→ **Directions**:
Once you reach the line containing "Expected content: rocky", reproduce it and every later line exactly, through the end of the data.

→ **Exercise data**:
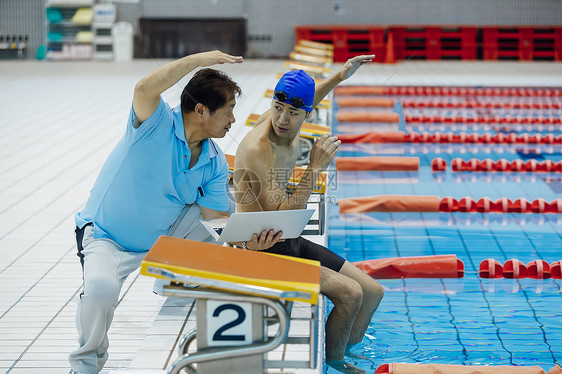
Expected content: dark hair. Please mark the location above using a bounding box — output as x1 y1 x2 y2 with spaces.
181 68 241 114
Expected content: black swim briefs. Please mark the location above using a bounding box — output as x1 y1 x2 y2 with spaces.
263 236 345 272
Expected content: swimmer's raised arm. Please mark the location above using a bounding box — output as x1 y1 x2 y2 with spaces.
311 54 374 109
132 50 243 125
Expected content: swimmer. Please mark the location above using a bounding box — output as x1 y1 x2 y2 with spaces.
233 55 384 374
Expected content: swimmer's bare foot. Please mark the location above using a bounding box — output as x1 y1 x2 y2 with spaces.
344 346 371 361
326 360 366 374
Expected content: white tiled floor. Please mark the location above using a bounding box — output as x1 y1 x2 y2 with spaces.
1 58 561 374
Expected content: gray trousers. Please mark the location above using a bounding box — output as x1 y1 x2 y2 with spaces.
69 203 222 373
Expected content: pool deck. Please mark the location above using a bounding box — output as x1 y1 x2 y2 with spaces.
1 59 561 373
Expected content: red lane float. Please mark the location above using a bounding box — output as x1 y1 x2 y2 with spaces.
336 131 562 144
340 196 562 214
551 260 562 279
354 255 464 279
431 157 447 172
336 111 400 123
339 195 441 214
527 260 551 279
446 158 561 173
480 259 557 279
404 114 562 125
438 197 562 213
336 97 395 107
401 98 562 110
375 363 562 374
335 85 562 97
503 259 528 279
479 259 503 278
335 156 419 171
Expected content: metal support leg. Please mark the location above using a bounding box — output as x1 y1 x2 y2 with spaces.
166 290 290 374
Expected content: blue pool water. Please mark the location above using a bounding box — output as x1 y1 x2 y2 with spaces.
325 88 562 372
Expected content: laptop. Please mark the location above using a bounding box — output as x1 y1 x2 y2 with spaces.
201 209 315 244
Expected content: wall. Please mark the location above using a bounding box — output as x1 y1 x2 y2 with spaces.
0 0 44 59
2 0 562 59
243 0 562 57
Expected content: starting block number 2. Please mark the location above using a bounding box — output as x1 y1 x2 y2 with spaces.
206 300 253 347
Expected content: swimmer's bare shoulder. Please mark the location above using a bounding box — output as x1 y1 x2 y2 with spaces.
236 125 272 165
254 109 272 128
234 114 286 211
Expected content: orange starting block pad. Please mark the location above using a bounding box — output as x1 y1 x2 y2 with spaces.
265 89 330 109
298 39 334 51
246 113 330 139
284 61 332 77
294 44 334 58
289 52 333 66
141 236 321 304
225 154 327 194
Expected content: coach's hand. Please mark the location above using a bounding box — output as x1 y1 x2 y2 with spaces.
193 50 244 67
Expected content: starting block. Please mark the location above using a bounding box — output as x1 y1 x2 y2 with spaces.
289 52 333 66
294 44 334 58
298 40 334 51
141 236 321 374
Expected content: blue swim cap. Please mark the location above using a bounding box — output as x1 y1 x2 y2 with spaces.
273 70 315 112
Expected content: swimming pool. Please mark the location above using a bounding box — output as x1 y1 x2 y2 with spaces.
326 86 562 372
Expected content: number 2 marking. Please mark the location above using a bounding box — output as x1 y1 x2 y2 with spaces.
212 304 247 341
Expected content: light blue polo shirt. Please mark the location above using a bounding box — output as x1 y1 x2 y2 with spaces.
75 97 230 252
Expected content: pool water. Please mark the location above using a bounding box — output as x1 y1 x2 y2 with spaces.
325 87 562 372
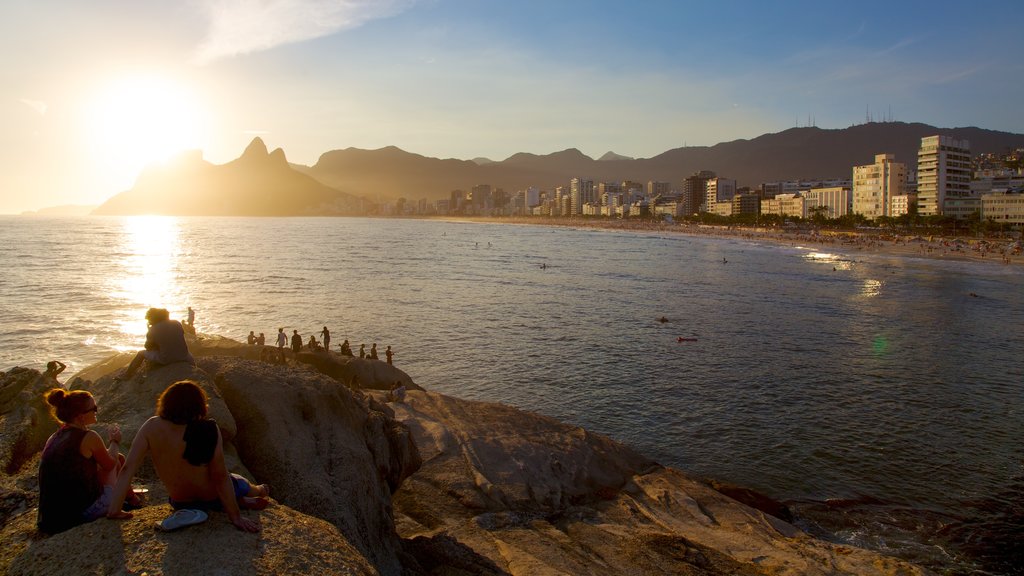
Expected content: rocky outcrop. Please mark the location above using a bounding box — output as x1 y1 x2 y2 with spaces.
0 338 931 576
385 390 932 576
4 504 377 576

→ **Response**:
Expected content: rocky outcrop. Please mark the location above using a bounding box — output as x1 y1 x2 y2 with spaces.
0 338 931 576
385 390 932 576
4 504 377 576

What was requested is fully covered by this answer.